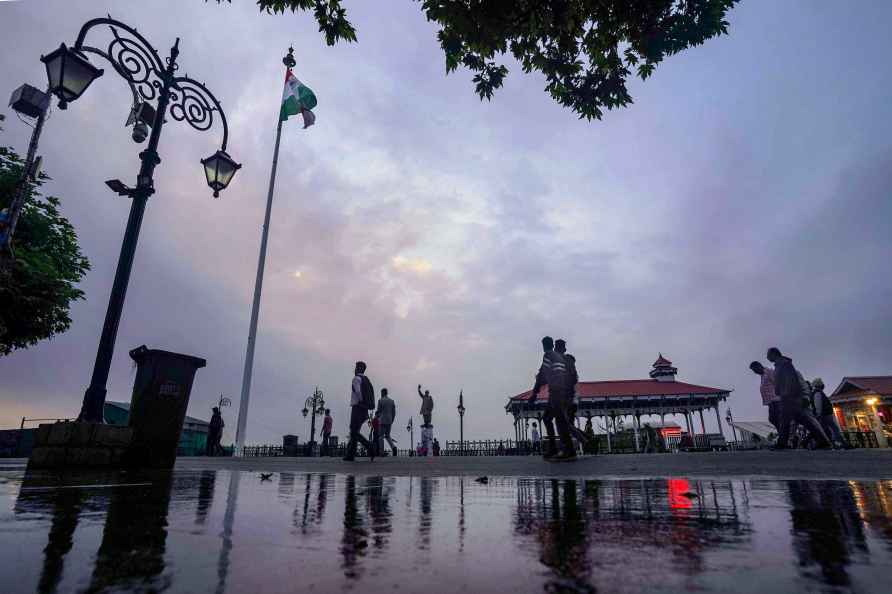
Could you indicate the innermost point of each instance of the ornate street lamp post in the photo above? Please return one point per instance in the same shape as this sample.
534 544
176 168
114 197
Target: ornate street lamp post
461 422
70 73
314 405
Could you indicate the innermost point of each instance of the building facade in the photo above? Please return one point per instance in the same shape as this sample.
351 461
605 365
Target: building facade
612 401
864 403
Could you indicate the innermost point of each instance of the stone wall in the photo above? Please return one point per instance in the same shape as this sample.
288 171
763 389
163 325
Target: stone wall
80 444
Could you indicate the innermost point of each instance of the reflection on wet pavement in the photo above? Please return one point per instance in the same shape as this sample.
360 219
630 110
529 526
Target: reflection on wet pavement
222 531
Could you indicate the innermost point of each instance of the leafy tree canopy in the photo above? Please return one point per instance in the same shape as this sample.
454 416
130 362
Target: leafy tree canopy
39 285
586 49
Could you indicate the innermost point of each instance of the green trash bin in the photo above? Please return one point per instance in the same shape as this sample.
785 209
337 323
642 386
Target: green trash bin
158 407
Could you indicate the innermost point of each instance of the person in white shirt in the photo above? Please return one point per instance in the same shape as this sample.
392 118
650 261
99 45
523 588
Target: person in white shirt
536 438
359 413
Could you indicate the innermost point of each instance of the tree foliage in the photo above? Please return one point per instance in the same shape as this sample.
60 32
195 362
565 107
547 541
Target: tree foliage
39 285
586 49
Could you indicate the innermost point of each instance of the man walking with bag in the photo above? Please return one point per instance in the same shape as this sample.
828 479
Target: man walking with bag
387 413
362 400
789 388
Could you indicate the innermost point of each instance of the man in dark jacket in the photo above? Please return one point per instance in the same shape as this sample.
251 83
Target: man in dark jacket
553 373
788 387
215 433
824 412
359 413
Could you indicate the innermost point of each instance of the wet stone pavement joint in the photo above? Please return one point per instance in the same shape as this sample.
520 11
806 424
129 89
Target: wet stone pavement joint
425 525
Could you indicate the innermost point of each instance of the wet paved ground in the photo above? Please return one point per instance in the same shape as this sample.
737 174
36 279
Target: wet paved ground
208 530
855 464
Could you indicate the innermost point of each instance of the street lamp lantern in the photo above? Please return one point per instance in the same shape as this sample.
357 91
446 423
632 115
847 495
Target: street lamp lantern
69 73
219 169
183 99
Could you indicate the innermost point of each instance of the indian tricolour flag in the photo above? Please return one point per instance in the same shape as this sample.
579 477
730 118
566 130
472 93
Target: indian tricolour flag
297 98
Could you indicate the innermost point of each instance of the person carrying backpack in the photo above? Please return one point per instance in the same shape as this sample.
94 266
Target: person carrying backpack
362 400
824 412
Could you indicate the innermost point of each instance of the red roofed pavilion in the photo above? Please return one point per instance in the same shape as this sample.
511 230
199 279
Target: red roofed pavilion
660 395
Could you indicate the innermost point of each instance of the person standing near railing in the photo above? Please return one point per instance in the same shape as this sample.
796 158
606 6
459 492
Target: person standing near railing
427 405
362 400
386 413
824 412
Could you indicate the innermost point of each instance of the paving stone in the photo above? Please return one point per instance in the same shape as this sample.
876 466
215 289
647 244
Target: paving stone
60 433
42 435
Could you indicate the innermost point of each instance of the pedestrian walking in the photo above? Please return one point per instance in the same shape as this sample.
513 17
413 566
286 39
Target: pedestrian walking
215 433
375 434
427 405
387 414
650 439
362 400
327 425
536 438
824 412
560 345
553 373
766 389
789 388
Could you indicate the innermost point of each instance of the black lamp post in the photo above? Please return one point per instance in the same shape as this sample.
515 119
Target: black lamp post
461 421
314 405
70 73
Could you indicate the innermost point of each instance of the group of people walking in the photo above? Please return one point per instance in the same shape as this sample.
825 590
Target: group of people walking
558 372
362 402
795 404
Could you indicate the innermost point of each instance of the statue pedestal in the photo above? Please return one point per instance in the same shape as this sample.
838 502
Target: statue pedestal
76 444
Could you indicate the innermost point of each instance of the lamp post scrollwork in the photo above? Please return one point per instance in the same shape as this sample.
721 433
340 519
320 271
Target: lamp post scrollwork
150 78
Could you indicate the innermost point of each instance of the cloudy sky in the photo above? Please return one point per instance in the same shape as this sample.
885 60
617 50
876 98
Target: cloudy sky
743 201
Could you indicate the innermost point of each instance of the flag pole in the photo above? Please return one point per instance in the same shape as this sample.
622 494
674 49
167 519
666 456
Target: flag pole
289 62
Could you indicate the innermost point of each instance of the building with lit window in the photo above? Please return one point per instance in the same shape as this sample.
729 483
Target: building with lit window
864 403
656 398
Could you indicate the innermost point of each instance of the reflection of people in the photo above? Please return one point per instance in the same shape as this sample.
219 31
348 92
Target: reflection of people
826 527
65 507
133 544
353 547
564 541
427 405
215 433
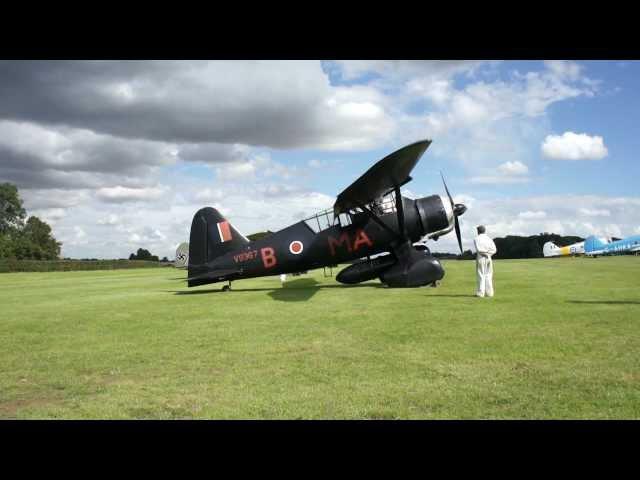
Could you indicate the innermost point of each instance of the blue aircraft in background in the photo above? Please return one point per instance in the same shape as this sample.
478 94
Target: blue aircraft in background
593 246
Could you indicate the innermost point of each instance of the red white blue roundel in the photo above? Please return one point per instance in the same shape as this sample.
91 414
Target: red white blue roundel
296 247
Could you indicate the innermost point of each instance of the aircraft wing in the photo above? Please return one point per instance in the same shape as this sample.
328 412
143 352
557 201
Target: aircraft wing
390 172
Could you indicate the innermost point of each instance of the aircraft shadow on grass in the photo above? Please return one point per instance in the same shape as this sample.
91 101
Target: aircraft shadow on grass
606 302
292 291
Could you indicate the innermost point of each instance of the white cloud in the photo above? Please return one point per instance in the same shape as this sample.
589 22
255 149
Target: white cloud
111 219
513 168
529 215
573 146
567 69
595 212
121 194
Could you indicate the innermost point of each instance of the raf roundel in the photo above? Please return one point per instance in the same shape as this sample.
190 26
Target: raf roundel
296 247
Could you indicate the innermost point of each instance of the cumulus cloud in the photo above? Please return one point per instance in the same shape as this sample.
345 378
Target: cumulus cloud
122 154
574 146
121 194
280 104
508 172
595 212
528 215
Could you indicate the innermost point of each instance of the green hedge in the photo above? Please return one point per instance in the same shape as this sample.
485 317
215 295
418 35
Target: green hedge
8 265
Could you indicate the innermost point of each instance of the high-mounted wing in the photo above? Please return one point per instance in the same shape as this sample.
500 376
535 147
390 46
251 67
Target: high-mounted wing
389 173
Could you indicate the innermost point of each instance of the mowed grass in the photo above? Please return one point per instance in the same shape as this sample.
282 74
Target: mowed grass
561 339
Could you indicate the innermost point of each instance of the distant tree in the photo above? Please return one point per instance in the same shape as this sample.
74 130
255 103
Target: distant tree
143 254
37 234
19 239
11 211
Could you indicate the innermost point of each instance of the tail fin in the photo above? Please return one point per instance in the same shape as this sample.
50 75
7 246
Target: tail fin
592 244
211 236
550 249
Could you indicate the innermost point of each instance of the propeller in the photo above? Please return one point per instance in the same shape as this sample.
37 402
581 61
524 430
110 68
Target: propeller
458 209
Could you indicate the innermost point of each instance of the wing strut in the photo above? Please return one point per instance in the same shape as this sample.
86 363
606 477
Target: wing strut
375 218
400 213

+++

- _What you should do_
When you return the records, keep every word unchanged and drop the pictures.

- _Final answer_
Could you indicate the innermost point of each instance of the ornate street lamp post in the photo above? Please return one point per instance in the same shape as this sample.
534 544
176 168
114 197
Target: ornate street lamp post
461 422
70 73
314 405
Could you indicate the innermost point of each instance of the building facade in the photo above? Please return one point per instance in the same shape as this sample.
351 461
605 365
Target: building facade
612 401
864 403
Could you indicate the innermost point of each instance of the stone wall in the photo above? Please return one point per instance in the same shape as this sample.
288 171
763 389
163 325
Target: stone wall
80 444
Could you indicate the innermost point of each instance of the reflection on wet pavement in the photo above? Please return one point per instance in the same shape as this sample.
360 219
630 110
529 526
Target: reflection on wet pavement
222 531
Could you indicate the innermost point of each instance of the leafy tree canopy in the photo above? Please return one point per instance in the same shape as this sample.
454 416
130 362
Target: leafy tree canopy
39 285
586 49
Could you indicate the innermost point of each instance of the green trash bin in the photo above? Please return one point per instance in the same shape as this sample.
785 209
337 323
642 386
Target: green trash bin
158 407
Could you indicate the innermost point of each instance of the person in white shirt in the photo above? Please return one point per instance in the same shape as this sample.
392 118
650 261
99 45
523 588
Target: person in white shirt
536 438
359 413
Could you indicate the innermost point of each instance of the tree foliage in the photo above? Please return one point per instance in the same shape as this sample.
60 32
195 362
565 107
547 541
Target: tree foliage
39 285
586 49
Could you indicate the innermost point of each instance of the man walking with bag in the photo above? Please return one point per instance in the same shape as this sample.
828 479
Target: man walking with bag
387 413
362 400
789 388
Could you indicate the innermost point of each instance of the man in dark jacket in the photo above? Please return one point per instance in the same shape as this sample.
251 83
Target: man in dark jacket
553 373
788 387
215 433
824 412
359 413
Could you indicate the innermost point of each instance of the wet stone pavement joint in the photo above? Please return one point per instance in the same shape as this sample.
520 11
806 424
129 89
Target: wet stone pavement joint
425 525
Could you indicate the innermost point of each instance of the wet paved ground in the photo above? Please return one point per instance in the same shape as this sample.
737 174
36 279
Target: wet paved ground
208 530
855 464
Could you indicate the innermost point of each instance of the street lamp lantern in the photo above? Please return one point per instance in the same shape as this sample.
357 91
446 423
632 115
847 495
Target: street lamp lantern
69 73
219 169
183 99
Could you indicate the innermost point of each instance of the indian tricolour flag in the photo above? Please return one point per instance in the same shape as this sample.
579 477
730 118
566 130
472 93
Target: indian tricolour flag
297 98
Could you indicate the innermost point of each instance of the person carrying backpack in the photo above? Please return one point per instance in the same shape as this sample.
94 266
Target: person carrying backpack
362 400
824 412
Could you indicate the innermost point of each instance of the red roofed pavilion in the photo above? Please return one point per instance in the same shape as this sample.
511 230
199 279
Target: red roofed pavilion
660 395
Could you indicate the innermost point of each instance of the person standing near railing in the photo above? Please return one point per instance in the same shape as this sample.
796 158
606 6
459 492
Target: person standing near railing
427 405
362 400
386 413
824 412
Could you indicate the innermost point of each instance of the paving stone in the photo above? Please return one point per instance in the same shape as this sample.
876 466
215 289
647 244
Target: paving stone
60 433
42 435
Could you indicate the innermost point of each instance of the pedestrian walking in the photo above? Please return one point per instance in the same shape as this sample.
513 17
413 566
286 39
Target: pedestrian walking
215 433
375 434
427 405
387 414
650 439
362 400
327 425
536 438
824 412
560 345
553 373
766 389
789 388
Could you indicate the innermost point of each instance of the black lamp post in the photo above? Please return one point per instance in the same shape as this sample.
515 119
Target: black lamp post
461 421
314 405
70 73
Could you indicate the innermost point of each instance of the group of people walking in the photo above? Please return one point per instance in the same shape as this sample.
825 590
Target: group of people walking
558 372
362 402
795 404
Could you indicate the innermost point of each instance of the statue pedestal in the photo above? Please return one point per instance in the same shape as this sample.
838 502
Target: statue pedestal
76 444
Could you indicate the innermost point of each instance of the lamp post scrollwork in the photo above? Please return one point per instance in the same shape as this sample.
721 433
340 519
320 271
Target: lamp post scrollwork
150 78
Could you indicate the innermost point of each instance of the cloudy sky in the photo above? Please return one point per instance in the same shape as this sample.
885 60
617 50
876 98
Target: cloudy sky
743 201
Could you indicate the innermost point of each instance of the flag pole in the photo above? Please return one point per instance in the same shape as this sample.
622 494
674 49
167 519
666 456
Target: flag pole
289 62
Could you indicate the innermost point of each instance of the building with lit window in the photo above? Please return one point per instance in the same shape as this sample.
729 483
Target: building with lit window
864 403
656 398
Could you indicate the innermost point of each instance of the reflection of people in the photo above? Please return one point per instance in the same shape as this sample.
219 31
348 92
Target: reflection of people
826 527
65 507
133 544
353 547
564 541
427 405
215 433
Could you indicate the innermost point of each instance of the blue aircraft in background in the photo above? Please return one point per instance in the same shape as this sample.
478 94
Target: blue aircraft in background
593 246
Could you indicate the innermost point of each instance of the red white blue roundel in the photo above? Please return one point per instance in the same shape as this sample.
91 414
Target: red white blue roundel
296 247
Could you indicate the innermost point of each instance of the aircraft wing in the photo above? Please return one point per instance in the same shape as this sample.
328 412
143 352
557 201
Target: aircraft wing
390 172
Could you indicate the innermost point of each instance of the aircraft shadow on grass in the photo above? Please return one point per instance in the same shape as this sample.
91 101
Target: aircraft shadow on grass
606 302
292 291
Could you indicate the innermost point of each instance of the white cloud in the photo above? Please return one point per instance in the same shape as this sample.
589 22
255 149
Target: white cloud
111 219
513 168
529 215
573 146
567 69
595 212
121 194
Could you indicate the innermost point of each instance of the raf roundel in the photo above? Please return one point per instance in the same shape as this sample.
190 26
Target: raf roundel
296 247
Could you indicate the innermost point of each instance of the cumulus cloud in the photo above? Please return one point per instance in the same shape as this sample.
345 378
Target: cumulus cloud
122 154
574 146
121 194
280 104
508 172
595 212
528 215
Could you indicate the innermost point of each instance of the green hedge in the photo above? Please return one point per instance in the same shape as this sample.
485 317
215 295
418 35
Target: green hedge
8 265
Could you indicate the innermost point of each instance of the high-mounted wing in the photo above? Please return one point per instance in the same shape as this sample.
500 376
535 147
390 46
251 67
Target: high-mounted wing
389 173
Could you indicate the innermost point of each instance of the mowed grass in the photo above? Please return one point per instance in the same shape as this sample.
282 74
Target: mowed grass
561 339
Could you indicate the innermost point of each instance of the distant tree in the photo above? Please return one point per instance in the same shape as this sample.
74 130
255 103
Target: distant tree
143 254
37 234
19 239
11 211
Could you indicate the innermost point of each instance of the tail fin in the photo above? Please return one point per instance in the same shape as this sample.
50 75
7 246
Target: tail fin
592 244
211 236
550 249
Could you indicate the innermost point of each instance of the propeller in the photo above? Please return one point per instance in the same shape as this sample.
37 402
581 61
524 430
110 68
Target: propeller
458 209
Could you indicate the innermost point of each instance of the wing strut in the photo above? Please return one point per instance in the same shape as this sample.
86 363
606 477
Target: wing strut
375 218
400 213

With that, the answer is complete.